Copyright | (c) 2020 Composewell Technologies |
---|---|
License | BSD3 |
Maintainer | streamly@composewell.com |
Stability | experimental |
Portability | GHC |
Safe Haskell | Safe-Inferred |
Language | Haskell2010 |
Streaming and backtracking parsers.
Parsers just extend folds. Please read the Fold
design notes in
Streamly.Internal.Data.Fold.Types for background on the design.
Parser Design
The Parser
type or a parsing fold is a generalization of the Fold
type.
The Fold
type always succeeds on each input. Therefore, it does not need
to buffer the input. In contrast, a Parser
may fail and backtrack to
replay the input again to explore another branch of the parser. Therefore,
it needs to buffer the input. Therefore, a Parser
is a fold with some
additional requirements. To summarize, unlike a Fold
, a Parser
:
- may not generate a new value of the accumulator on every input, it may generate a new accumulator only after consuming multiple input elements (e.g. takeEQ).
- on success may return some unconsumed input (e.g. takeWhile)
- may fail and return all input without consuming it (e.g. satisfy)

Request
Quote the parser documentation above in full, word for word.

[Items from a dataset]
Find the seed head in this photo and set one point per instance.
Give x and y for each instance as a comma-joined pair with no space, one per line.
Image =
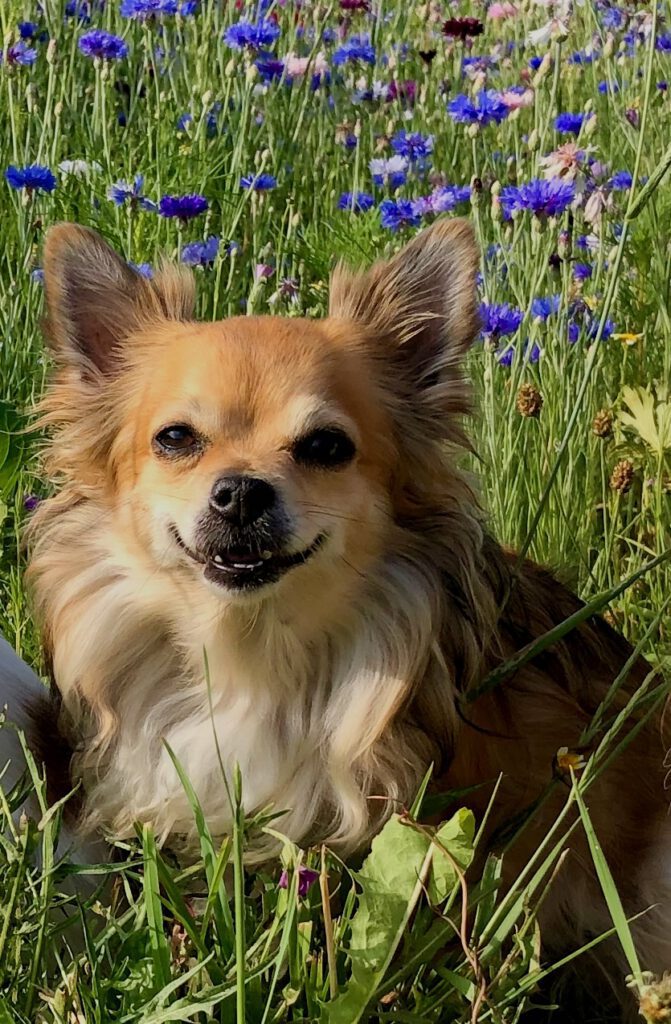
530,400
622,476
602,423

Response for this exercise
Copyright | (c) 2020 Composewell Technologies |
---|---|
License | BSD3 |
Maintainer | streamly@composewell.com |
Stability | experimental |
Portability | GHC |
Safe Haskell | Safe-Inferred |
Language | Haskell2010 |
Streaming and backtracking parsers.
Parsers just extend folds. Please read the Fold
design notes in
Streamly.Internal.Data.Fold.Types for background on the design.
Parser Design
The Parser
type or a parsing fold is a generalization of the Fold
type.
The Fold
type always succeeds on each input. Therefore, it does not need
to buffer the input. In contrast, a Parser
may fail and backtrack to
replay the input again to explore another branch of the parser. Therefore,
it needs to buffer the input. Therefore, a Parser
is a fold with some
additional requirements. To summarize, unlike a Fold
, a Parser
:
- may not generate a new value of the accumulator on every input, it may generate a new accumulator only after consuming multiple input elements (e.g. takeEQ).
- on success may return some unconsumed input (e.g. takeWhile)
- may fail and return all input without consuming it (e.g. satisfy)